[Input rows start]
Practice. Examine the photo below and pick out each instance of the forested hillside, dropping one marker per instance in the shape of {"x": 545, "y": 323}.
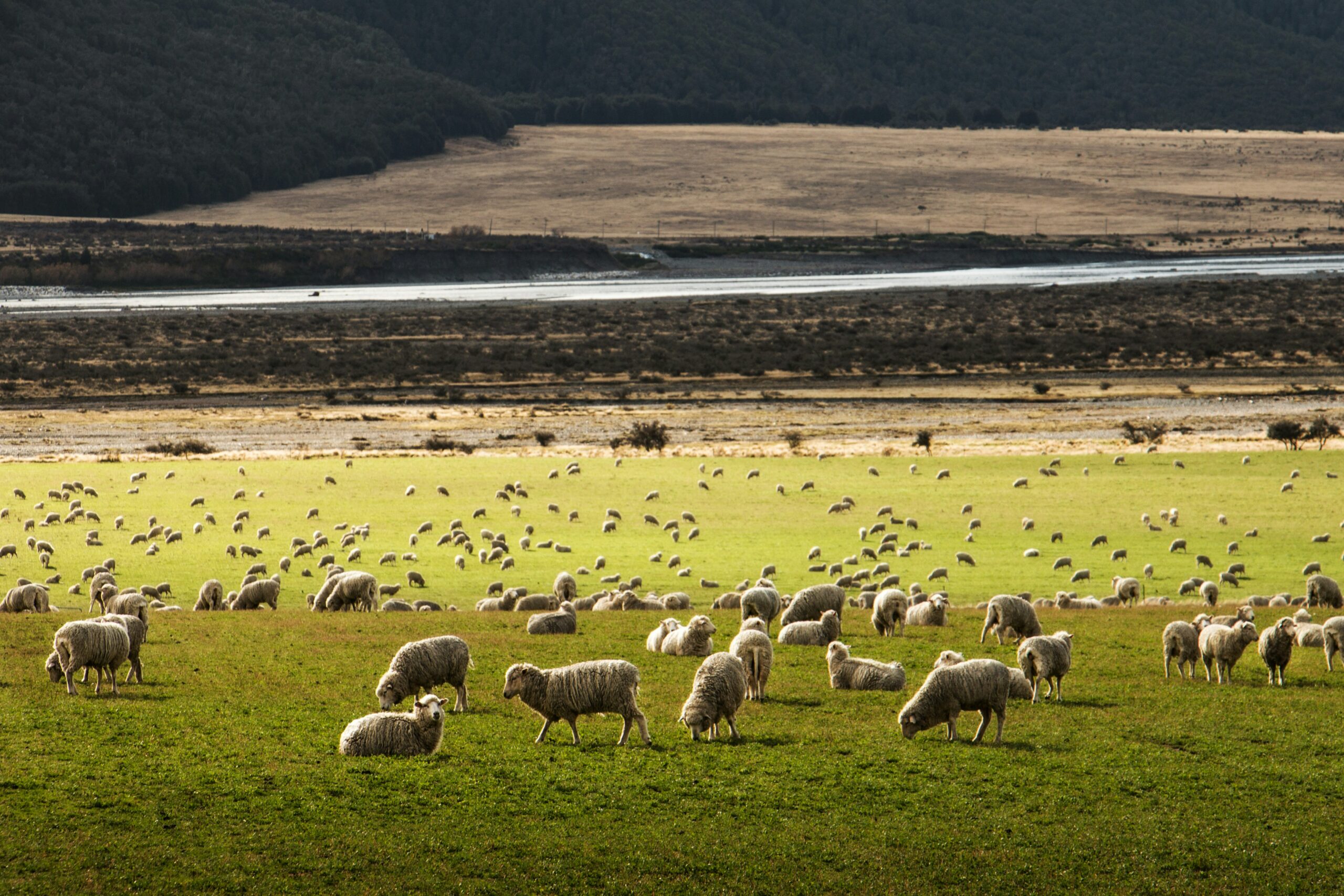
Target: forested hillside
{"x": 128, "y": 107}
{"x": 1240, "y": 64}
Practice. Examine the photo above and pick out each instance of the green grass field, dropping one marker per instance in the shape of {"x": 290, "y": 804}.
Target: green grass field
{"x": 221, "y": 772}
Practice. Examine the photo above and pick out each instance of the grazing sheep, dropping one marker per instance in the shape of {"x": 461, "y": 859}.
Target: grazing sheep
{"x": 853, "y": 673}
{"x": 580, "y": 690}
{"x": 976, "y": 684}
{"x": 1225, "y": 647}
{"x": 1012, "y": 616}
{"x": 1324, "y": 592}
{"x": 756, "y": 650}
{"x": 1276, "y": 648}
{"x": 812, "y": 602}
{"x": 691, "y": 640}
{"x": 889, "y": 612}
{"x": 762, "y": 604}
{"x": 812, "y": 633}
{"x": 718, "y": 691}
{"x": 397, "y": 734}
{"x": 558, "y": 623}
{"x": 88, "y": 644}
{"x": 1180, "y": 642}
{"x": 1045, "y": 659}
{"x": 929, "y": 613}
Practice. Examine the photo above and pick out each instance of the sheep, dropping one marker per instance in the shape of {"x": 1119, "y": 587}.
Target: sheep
[Input rows end]
Problem: Verbatim reproduction of every record is required; images are left out.

Response to this exercise:
Practice. Examine the photo below and pick out each instance of the forested hillside, dropping one marker per instance in the shape of {"x": 545, "y": 323}.
Target: forested hillside
{"x": 128, "y": 107}
{"x": 1240, "y": 64}
Practice. Examine the photo above and pick out each instance of the green grass field, dropping one marker per instance in the shape of {"x": 290, "y": 804}.
Target: green grass field
{"x": 221, "y": 772}
Practice. Examine the photo above and pick out each instance of the grazing sheep, dropping one marker per instance in the shape of {"x": 461, "y": 859}.
Target: grazing sheep
{"x": 853, "y": 673}
{"x": 580, "y": 690}
{"x": 976, "y": 684}
{"x": 1225, "y": 647}
{"x": 1012, "y": 616}
{"x": 1324, "y": 592}
{"x": 756, "y": 650}
{"x": 1276, "y": 648}
{"x": 812, "y": 602}
{"x": 691, "y": 640}
{"x": 889, "y": 612}
{"x": 762, "y": 604}
{"x": 812, "y": 633}
{"x": 718, "y": 691}
{"x": 397, "y": 734}
{"x": 558, "y": 623}
{"x": 88, "y": 644}
{"x": 1180, "y": 642}
{"x": 1045, "y": 659}
{"x": 929, "y": 613}
Practice. Examine the photo above and pick out each instance of the sheep, dropping one marker per instance in the shape of {"x": 1119, "y": 587}.
Target: sheep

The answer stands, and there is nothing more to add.